■ Extract
Figure 7.32. Calendar timeline of IHMC real robot behavior milestones since the 2015 DRC Finals. Colors distinguish teleoperation, hybrid or supervised operation, legacy hard-coded autonomy, and runtime-authored door, manipulation, and loco-manipulation behaviors. Entries include teleoperated and non-loco-manipulation demos from the development story in [Building Our Behavior Architecture](4_story_of_building_and_architecture.md#ch:building).

7.5.1. Desirable Characteristics

So how well did we achieve the desirable characteristics we defined in Desirable Characteristics? We think we did pretty well overall.

Our system is highly capable. We demonstrated dozens of different task varieties, from door traversal types and sorting objects on tables to building exploration. A taxonomy is illustrated in Figure 1.3. There are, however, classes of tasks we cannot do yet, such as grasping objects while the robot is walking, dynamic bracing, tasks that require proprioception, and fast manipulation tasks such as playing ping-pong. We cannot yet do them because the necessary control and perception components do not yet exist. Dancing, swimming, and sports are probably classes of tasks that this system is not well suited to address because they are too continuous, too dynamic, and even artistic.

Demonstrating our system was certainly feasible, as is shown by our results on real hardware. However, we did not show that it was feasible to take our system off-site and reproduce the results. Our system definitely supports fast behaviors, and we feel that the videos included of our real robot demonstrations are watchable at 1x speed. It also supports parallelism through moving multiple parts of the body at once, including being able to manipulate a door panel while walking.

■ Given records
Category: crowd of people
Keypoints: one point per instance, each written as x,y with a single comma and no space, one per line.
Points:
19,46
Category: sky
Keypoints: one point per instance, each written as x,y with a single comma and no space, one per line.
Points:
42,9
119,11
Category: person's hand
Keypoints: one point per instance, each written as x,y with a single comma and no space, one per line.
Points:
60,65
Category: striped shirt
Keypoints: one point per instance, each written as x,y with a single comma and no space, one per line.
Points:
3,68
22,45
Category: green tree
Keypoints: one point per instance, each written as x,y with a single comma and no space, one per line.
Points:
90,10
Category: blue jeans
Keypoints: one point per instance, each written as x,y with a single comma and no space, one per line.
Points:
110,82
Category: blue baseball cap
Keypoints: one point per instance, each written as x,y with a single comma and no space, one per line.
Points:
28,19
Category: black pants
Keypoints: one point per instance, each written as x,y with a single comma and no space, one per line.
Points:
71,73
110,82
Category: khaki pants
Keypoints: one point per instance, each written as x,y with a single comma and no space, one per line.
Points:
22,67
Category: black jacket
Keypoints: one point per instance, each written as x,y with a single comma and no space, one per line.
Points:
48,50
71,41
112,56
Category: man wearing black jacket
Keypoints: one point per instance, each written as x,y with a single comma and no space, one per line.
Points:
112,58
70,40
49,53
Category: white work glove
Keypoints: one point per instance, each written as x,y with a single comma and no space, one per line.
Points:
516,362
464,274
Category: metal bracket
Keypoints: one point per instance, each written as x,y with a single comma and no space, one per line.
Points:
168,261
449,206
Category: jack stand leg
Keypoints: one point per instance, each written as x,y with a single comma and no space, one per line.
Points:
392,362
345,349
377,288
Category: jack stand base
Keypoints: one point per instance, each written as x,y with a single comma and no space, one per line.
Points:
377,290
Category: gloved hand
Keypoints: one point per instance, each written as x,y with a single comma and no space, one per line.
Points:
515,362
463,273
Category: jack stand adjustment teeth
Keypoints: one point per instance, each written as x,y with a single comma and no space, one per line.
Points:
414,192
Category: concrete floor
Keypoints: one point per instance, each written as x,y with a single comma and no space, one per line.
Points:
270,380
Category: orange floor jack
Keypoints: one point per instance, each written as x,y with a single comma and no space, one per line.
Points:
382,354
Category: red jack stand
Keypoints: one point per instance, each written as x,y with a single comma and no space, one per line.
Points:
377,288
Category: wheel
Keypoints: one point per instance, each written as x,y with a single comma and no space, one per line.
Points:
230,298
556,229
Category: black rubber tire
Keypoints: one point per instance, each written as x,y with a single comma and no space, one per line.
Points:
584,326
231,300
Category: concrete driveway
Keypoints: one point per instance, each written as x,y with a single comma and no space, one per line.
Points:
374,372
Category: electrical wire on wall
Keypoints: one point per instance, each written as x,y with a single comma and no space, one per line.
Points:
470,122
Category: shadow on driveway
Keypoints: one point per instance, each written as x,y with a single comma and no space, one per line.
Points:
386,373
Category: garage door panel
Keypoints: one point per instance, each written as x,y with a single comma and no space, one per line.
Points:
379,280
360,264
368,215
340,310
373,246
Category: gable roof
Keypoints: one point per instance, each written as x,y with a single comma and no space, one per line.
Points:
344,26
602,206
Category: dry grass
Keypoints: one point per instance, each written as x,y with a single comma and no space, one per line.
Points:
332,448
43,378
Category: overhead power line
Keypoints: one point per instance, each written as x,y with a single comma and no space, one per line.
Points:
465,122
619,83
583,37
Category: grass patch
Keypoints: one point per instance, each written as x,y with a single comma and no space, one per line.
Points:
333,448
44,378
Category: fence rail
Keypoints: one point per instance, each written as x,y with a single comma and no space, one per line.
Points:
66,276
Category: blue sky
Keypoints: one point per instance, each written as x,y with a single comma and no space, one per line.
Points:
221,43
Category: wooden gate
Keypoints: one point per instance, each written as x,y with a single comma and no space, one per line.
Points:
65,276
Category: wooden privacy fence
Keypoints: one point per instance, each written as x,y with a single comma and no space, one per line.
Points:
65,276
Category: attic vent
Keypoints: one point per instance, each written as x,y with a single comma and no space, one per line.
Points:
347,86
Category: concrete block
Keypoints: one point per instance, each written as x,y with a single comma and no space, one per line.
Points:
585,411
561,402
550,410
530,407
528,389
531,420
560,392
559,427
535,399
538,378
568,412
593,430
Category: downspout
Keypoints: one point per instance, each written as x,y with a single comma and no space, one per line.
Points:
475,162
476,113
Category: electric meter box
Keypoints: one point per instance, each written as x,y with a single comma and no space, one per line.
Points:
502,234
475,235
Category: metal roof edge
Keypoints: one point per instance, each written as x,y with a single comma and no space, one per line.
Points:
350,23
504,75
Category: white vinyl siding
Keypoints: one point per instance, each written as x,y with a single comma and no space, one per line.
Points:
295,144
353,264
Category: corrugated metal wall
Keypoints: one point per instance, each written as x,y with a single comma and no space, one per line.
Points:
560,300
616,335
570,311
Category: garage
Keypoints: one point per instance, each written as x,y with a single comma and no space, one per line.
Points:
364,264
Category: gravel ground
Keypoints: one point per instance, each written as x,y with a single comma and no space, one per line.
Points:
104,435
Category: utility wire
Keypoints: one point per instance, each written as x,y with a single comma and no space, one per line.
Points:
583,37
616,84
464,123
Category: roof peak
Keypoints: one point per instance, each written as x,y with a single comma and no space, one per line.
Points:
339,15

■ Work to complete
Rewrite the section on desirable characteristics starting at "Our system is" and ending at "and even artistic.", with "ping-pong" changed to "table tennis". You can set the material aside; it plays no part here.

■ Finished task
Our system is highly capable. We demonstrated dozens of different task varieties, from door traversal types and sorting objects on tables to building exploration. A taxonomy is illustrated in Figure 1.3. There are, however, classes of tasks we cannot do yet, such as grasping objects while the robot is walking, dynamic bracing, tasks that require proprioception, and fast manipulation tasks such as playing table tennis. We cannot yet do them because the necessary control and perception components do not yet exist. Dancing, swimming, and sports are probably classes of tasks that this system is not well suited to address because they are too continuous, too dynamic, and even artistic.